• _Written task A_
Using the Tordis field text, decide whether each statement agrees with it: (i) the field was discovered in 1987; (ii) divers will install the subsea equipment; (iii) two of the seven development wells are for water injection. For each, answer yes or no and quote the deciding words.
• _Written task B_
According to the Tordis field text, how deep is the water where the manifold and satellite wells are located?
• _Written task C_
Copy a passage from the Tordis field text word for word. Begin at the words "The aquifer size" and stop after "drilling and completion.".

• _Page text_
= = = =

Block 34/7 was awarded as Production License 089 in 1984, with Saga Petroleum AS as the operator. Participating companies and their current interests in PL 089 are shown in Fig. 2.

The Tordis field was discovered in 1987 by Well 34/712, drilled in the western segment. After the second well, 34/7-14 was drilled in the autumn of 1989 in the southern segment, close to 90% of field's estimated recoverable hydrocarbons were proved. Only the eastern segment remains to be tested.

Both wells encountered oil in the Brent sandstones, the reservoir sandstones of the Tordis field. The reservoir is divided into an upper Brent and a lower Brent unit that are separated by the shale-sand-coal sequence of the Ness formation. Well testing has proven moderate to excellent productivities from the reservoir sandstones.

The aquifer size and degree of aquifer support are uncertain. Therefore, the capability for injecting water needs to be available in case the aquifer influx proves to be insufficient to sustain production.

A total of seven development wells are necessary to drain the field. Of these, five wells are planned to be producers. The other two wells are for water injection.

Because of the geometry of the structure, separate upper and lower Brent production wells are required. By injecting water into both zones from the same well, the required number of injection wells will be minimized.

In the eastern segment the production well will have a horizontal section (Fig. 2).

Production is planned to start in the third quarter of 1994 from two predrilled production wells in the southern and western segment. The other wells will be brought into production by consecutive drilling and completion.

Because of the expected aquifer support in the area, the water injection wells will be drilled and completed at the end of the drilling program.

The economically recoverable reserves are estimated to be 18 million cu m (113 million bbl). Production rates of individual wells are estimated to be between 2,000 and 4,000 cu m/day (12,600-25,200 b/d).

SUBSEA SYSTEM

Tordis will be developed by a subsea production system comprising of single satellite wells connected to a subsea manifold. The well stream will flow to Gullfaks C from which water will be supplied to the injection wells.

The Tordis subsea production system provides for five (plus two optional) production wells and two (plus one optional) water injection wells. The system is comprised of:

An integrated subsea manifold system for combined production and water injection service.
Satellite well systems and associated completion/ workover equipment
Subsea control and monitoring system
Flow lines and umbilicals, pull in and connection equipment
Remotely operated tool for component maintenance.

Subsea equipment, engineering, construction, and installation are based on field proven concepts and equipment.

Manifold and satellite wells are located in 200 m (656 ft) of water. All equipment is designed to be installed and maintained remotely without diver involvement. Conventional field-proven techniques and vessels are used for equipment handling and maintenance.

= = = =

• _Dataset extract_
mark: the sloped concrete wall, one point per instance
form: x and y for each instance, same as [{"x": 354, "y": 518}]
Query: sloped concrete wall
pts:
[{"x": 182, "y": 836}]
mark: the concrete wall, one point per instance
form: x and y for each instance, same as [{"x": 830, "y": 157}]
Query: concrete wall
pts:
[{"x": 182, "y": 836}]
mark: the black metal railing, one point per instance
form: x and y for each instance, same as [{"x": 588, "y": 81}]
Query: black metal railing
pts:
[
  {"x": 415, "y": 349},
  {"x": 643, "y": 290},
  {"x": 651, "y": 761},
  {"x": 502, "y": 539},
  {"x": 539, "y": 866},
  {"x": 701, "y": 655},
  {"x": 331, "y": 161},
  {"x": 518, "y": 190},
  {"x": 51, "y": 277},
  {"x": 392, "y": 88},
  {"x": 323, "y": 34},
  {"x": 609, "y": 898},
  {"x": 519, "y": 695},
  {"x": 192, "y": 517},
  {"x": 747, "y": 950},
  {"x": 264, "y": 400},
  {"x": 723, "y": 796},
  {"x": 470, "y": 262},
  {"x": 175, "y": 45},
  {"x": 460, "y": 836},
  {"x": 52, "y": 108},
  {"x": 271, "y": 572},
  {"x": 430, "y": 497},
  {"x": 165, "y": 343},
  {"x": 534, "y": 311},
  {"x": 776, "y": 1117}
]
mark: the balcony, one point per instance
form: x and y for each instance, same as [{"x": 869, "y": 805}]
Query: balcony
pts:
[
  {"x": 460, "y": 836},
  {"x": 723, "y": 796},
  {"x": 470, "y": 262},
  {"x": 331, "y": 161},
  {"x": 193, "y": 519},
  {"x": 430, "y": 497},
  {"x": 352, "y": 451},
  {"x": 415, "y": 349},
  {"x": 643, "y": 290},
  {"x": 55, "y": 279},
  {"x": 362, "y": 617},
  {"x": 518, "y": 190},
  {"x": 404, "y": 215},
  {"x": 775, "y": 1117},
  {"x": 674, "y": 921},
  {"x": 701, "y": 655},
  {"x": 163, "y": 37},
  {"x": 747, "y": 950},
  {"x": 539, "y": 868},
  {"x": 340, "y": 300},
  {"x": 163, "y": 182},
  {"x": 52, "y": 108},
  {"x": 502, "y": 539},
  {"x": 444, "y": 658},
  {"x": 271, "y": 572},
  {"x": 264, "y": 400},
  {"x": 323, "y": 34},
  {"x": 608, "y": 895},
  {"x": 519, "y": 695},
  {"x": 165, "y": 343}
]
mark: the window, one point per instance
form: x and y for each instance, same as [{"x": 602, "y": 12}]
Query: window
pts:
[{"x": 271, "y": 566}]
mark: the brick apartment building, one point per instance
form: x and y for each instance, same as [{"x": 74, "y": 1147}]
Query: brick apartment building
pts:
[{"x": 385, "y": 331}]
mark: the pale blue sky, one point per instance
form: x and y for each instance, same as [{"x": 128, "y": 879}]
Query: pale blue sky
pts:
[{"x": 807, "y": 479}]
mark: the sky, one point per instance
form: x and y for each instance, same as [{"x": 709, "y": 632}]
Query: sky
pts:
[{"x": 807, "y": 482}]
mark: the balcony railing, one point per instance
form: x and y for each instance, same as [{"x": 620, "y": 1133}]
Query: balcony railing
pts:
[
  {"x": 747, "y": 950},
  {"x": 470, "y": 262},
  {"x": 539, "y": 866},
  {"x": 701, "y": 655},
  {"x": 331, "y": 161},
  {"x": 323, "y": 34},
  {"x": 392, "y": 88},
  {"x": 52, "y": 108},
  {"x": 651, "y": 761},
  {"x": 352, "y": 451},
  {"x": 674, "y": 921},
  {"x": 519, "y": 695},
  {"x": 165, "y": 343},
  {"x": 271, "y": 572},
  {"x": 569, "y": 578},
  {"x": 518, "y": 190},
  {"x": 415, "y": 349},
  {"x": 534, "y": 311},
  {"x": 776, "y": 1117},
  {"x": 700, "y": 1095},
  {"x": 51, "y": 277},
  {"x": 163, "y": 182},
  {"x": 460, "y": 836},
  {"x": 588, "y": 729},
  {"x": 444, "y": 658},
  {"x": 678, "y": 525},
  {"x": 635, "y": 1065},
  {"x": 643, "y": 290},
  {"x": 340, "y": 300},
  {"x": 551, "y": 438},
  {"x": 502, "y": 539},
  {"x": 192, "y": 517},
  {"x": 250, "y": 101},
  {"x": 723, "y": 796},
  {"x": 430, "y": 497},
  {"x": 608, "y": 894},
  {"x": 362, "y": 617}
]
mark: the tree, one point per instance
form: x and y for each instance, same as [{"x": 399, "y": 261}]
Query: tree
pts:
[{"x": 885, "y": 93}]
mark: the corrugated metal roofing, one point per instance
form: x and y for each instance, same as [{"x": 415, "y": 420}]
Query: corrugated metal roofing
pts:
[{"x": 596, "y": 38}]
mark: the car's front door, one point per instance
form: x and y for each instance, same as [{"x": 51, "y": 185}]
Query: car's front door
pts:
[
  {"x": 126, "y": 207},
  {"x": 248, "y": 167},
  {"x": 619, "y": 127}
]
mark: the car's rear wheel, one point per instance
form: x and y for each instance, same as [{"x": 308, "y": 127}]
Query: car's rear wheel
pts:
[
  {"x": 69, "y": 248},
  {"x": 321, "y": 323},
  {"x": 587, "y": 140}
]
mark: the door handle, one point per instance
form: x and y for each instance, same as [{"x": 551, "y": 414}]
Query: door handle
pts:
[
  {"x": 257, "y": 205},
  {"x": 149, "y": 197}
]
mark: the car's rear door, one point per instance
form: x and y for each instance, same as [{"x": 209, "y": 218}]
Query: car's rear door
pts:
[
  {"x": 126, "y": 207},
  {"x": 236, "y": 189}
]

= = = =

• _Problem solution A_
(i) Yes: "The Tordis field was discovered in 1987"
(ii) No: "All equipment is designed to be installed and maintained remotely without diver involvement."
(iii) Yes: "The other two wells are for water injection."

• _Problem solution B_
200 m (656 ft)

• _Problem solution C_
The aquifer size and degree of aquifer support are uncertain. Therefore, the capability for injecting water needs to be available in case the aquifer influx proves to be insufficient to sustain production.

A total of seven development wells are necessary to drain the field. Of these, five wells are planned to be producers. The other two wells are for water injection.

Because of the geometry of the structure, separate upper and lower Brent production wells are required. By injecting water into both zones from the same well, the required number of injection wells will be minimized.

In the eastern segment the production well will have a horizontal section (Fig. 2).

Production is planned to start in the third quarter of 1994 from two predrilled production wells in the southern and western segment. The other wells will be brought into production by consecutive drilling and completion.